**EXERCISE PROMPT:**
Gather every line of the data below that contains the word "scaffolding", and copy each of those lines in full.

**EXERCISE INPUT:**
★ ★ ★ ★
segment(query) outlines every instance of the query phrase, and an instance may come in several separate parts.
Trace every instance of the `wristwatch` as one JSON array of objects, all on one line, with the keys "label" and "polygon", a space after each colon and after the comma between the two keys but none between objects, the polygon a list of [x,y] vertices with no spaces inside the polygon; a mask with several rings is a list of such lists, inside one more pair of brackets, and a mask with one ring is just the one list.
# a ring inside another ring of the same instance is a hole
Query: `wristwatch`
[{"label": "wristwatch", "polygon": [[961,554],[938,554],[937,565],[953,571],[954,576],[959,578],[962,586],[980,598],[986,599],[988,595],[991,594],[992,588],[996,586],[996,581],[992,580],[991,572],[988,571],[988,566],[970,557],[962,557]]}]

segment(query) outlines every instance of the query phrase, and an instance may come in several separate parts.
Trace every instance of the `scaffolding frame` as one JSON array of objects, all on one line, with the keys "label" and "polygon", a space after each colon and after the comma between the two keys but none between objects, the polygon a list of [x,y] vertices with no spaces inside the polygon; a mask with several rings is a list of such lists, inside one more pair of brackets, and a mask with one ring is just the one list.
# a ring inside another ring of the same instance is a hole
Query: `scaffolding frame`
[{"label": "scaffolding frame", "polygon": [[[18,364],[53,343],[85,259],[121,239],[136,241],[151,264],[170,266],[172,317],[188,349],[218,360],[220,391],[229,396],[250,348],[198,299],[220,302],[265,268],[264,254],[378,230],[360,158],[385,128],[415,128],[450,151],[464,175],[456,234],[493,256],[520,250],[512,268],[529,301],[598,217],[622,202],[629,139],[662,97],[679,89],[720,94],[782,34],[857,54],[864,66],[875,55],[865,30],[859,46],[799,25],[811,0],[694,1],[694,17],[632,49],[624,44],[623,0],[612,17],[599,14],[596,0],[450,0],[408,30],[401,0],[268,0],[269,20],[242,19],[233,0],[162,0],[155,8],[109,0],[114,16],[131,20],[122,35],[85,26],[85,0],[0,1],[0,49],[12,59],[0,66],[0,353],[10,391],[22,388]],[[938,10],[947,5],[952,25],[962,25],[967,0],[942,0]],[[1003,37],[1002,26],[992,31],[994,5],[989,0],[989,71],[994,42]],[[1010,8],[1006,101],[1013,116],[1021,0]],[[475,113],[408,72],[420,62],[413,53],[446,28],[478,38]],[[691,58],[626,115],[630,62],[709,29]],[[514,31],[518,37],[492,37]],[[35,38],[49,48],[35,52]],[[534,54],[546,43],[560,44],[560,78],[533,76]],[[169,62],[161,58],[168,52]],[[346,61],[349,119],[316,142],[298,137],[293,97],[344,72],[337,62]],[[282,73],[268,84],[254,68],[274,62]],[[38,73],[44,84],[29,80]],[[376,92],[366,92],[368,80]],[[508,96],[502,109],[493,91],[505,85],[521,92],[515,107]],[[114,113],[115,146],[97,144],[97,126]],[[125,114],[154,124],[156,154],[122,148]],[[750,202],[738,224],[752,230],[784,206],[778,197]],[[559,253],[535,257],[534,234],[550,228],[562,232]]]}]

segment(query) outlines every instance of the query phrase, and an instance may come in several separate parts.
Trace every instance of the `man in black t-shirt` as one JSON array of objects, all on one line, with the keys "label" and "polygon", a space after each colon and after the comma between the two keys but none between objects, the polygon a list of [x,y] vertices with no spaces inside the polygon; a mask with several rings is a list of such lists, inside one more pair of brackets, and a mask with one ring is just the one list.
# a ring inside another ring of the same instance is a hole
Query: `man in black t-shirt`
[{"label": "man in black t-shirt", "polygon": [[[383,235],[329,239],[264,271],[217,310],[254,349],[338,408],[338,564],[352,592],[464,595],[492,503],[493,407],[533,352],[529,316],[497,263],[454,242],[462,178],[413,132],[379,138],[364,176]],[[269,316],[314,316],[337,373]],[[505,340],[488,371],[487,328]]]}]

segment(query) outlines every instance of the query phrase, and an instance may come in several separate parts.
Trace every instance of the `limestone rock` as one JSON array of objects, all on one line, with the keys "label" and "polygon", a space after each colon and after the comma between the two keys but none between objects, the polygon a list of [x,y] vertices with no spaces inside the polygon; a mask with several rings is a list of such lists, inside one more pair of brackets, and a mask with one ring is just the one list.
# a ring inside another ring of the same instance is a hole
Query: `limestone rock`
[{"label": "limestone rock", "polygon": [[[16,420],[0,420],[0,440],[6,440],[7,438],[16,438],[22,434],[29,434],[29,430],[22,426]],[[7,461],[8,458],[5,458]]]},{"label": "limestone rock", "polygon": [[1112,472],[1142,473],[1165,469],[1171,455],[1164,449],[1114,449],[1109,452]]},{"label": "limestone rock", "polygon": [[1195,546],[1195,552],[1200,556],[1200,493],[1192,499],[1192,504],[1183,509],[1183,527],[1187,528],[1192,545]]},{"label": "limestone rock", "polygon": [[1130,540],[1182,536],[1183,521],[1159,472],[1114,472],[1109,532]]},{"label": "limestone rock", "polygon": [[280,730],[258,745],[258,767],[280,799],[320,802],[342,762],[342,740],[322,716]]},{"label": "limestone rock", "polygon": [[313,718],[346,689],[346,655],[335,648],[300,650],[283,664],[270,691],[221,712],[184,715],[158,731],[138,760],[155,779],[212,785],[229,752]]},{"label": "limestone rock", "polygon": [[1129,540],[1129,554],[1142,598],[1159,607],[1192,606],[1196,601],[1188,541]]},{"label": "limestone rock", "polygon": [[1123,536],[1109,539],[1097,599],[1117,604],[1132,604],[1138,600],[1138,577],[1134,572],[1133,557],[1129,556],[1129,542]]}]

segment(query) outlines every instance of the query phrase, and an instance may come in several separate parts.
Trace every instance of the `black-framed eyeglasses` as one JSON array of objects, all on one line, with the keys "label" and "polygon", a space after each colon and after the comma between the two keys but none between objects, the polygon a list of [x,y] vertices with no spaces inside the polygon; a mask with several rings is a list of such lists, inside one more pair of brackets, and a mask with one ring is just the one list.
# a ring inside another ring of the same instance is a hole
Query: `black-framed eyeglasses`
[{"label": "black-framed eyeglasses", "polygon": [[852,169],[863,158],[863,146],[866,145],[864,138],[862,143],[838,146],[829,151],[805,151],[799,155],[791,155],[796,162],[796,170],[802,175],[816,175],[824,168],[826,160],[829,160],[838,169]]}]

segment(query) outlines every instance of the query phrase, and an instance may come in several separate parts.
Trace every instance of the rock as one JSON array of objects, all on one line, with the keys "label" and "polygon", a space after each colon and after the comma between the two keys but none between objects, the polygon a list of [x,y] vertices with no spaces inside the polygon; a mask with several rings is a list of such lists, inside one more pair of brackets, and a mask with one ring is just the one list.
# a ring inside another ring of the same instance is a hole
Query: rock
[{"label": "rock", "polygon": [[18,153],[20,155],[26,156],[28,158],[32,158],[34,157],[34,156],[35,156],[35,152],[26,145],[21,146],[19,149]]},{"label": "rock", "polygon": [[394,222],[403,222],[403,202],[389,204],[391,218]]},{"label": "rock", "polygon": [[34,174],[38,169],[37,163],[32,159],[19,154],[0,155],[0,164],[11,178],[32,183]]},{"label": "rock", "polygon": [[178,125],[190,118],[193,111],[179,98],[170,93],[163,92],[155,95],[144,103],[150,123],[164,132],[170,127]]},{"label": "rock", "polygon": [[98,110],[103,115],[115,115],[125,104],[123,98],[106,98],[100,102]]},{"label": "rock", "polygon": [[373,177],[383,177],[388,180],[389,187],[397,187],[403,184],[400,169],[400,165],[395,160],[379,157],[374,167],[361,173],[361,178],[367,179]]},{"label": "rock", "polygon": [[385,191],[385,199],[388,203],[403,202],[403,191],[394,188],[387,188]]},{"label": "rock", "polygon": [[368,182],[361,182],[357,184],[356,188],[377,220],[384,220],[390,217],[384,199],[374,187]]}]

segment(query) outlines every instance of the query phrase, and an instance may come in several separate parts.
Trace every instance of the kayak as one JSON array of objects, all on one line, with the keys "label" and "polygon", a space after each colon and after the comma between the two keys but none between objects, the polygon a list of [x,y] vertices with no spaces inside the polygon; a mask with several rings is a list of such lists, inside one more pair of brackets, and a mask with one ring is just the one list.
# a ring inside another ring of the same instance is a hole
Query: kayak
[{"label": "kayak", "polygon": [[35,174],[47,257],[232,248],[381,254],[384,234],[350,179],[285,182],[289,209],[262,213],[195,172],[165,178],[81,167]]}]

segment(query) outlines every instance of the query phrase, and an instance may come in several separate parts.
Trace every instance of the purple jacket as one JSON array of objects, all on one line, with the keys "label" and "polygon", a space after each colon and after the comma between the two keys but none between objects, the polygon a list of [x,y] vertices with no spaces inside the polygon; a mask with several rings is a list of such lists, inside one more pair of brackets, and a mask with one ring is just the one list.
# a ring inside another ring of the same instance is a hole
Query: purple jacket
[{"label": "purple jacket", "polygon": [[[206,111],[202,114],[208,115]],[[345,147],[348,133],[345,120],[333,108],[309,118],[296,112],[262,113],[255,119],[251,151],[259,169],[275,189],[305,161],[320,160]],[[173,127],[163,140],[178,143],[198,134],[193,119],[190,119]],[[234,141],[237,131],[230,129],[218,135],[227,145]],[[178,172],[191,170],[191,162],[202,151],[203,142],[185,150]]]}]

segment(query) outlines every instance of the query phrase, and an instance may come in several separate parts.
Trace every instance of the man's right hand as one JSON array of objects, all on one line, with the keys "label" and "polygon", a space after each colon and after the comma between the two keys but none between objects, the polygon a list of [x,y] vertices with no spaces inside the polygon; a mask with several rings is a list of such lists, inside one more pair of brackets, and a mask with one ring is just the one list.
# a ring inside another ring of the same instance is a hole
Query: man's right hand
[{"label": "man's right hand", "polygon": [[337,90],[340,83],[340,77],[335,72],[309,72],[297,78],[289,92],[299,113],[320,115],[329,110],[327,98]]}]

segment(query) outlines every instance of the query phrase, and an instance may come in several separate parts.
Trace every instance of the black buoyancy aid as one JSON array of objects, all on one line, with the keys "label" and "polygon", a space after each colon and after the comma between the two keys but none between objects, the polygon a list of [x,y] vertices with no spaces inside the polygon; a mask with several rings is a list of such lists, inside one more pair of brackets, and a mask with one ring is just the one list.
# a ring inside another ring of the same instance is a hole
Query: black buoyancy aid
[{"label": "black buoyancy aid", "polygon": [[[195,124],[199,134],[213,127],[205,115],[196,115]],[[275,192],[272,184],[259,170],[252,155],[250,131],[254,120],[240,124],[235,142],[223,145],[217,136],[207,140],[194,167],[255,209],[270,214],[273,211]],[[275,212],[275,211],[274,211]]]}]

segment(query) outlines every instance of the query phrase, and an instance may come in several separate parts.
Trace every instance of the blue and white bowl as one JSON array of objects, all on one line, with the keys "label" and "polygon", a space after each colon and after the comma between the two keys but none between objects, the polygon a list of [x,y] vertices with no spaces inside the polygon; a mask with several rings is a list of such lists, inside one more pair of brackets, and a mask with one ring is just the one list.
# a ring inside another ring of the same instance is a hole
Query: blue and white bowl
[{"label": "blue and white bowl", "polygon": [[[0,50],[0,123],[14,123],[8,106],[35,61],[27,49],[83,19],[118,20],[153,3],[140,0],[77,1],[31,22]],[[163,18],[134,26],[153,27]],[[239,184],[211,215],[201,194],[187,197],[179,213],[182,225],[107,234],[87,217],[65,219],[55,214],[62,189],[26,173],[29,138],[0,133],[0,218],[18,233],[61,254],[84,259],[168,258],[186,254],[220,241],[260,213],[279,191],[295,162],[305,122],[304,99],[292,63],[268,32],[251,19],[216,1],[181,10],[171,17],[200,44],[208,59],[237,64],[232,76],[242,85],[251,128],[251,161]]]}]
★ ★ ★ ★
**RESULT OF THE EXERCISE:**
Trace every instance of the `scaffolding frame` as one JSON array of objects, all on one line, with the keys "label" and "polygon", a space after each colon and after the comma between the two keys but none between objects, the polygon a list of [x,y] vertices with no spaces inside the polygon; a mask with several rings is a list of such lists, inside one more pair of brackets, and a mask with one ring is just the one list.
Query: `scaffolding frame`
[{"label": "scaffolding frame", "polygon": [[[18,364],[53,343],[85,259],[121,239],[136,241],[151,264],[170,266],[172,317],[188,349],[218,360],[220,391],[229,396],[250,348],[198,299],[220,302],[265,268],[264,254],[378,230],[360,158],[385,128],[415,128],[450,151],[464,175],[456,234],[493,256],[520,250],[512,268],[529,301],[598,217],[622,202],[629,139],[662,97],[679,89],[720,94],[782,34],[857,54],[864,66],[875,55],[865,30],[859,46],[799,25],[811,0],[694,1],[694,17],[632,49],[624,44],[623,0],[612,17],[599,14],[596,0],[450,0],[408,30],[401,0],[268,0],[269,20],[242,19],[233,0],[162,0],[155,8],[109,0],[114,16],[131,20],[122,35],[85,26],[85,0],[0,1],[0,49],[12,59],[0,66],[0,353],[10,391],[22,388]],[[938,10],[947,5],[952,25],[962,25],[967,0],[942,0]],[[1003,37],[1002,26],[992,31],[994,5],[989,0],[989,71],[994,42]],[[1010,8],[1006,101],[1013,116],[1021,0]],[[475,113],[408,72],[420,62],[413,53],[446,28],[478,38]],[[691,58],[626,115],[630,62],[709,29]],[[514,31],[518,37],[492,37]],[[35,38],[49,48],[35,52]],[[534,54],[546,43],[560,44],[560,78],[533,76]],[[169,62],[161,58],[168,52]],[[346,61],[349,119],[316,142],[298,137],[293,97],[344,72],[337,62]],[[282,73],[268,84],[254,68],[274,62]],[[38,73],[44,84],[29,80]],[[376,92],[366,92],[368,80]],[[508,96],[502,109],[493,91],[505,85],[521,92],[515,107]],[[114,113],[115,146],[97,144],[97,126]],[[125,114],[154,124],[156,154],[122,148]],[[750,202],[738,224],[752,230],[784,206],[778,197]],[[559,253],[535,257],[534,234],[550,228],[562,232]]]}]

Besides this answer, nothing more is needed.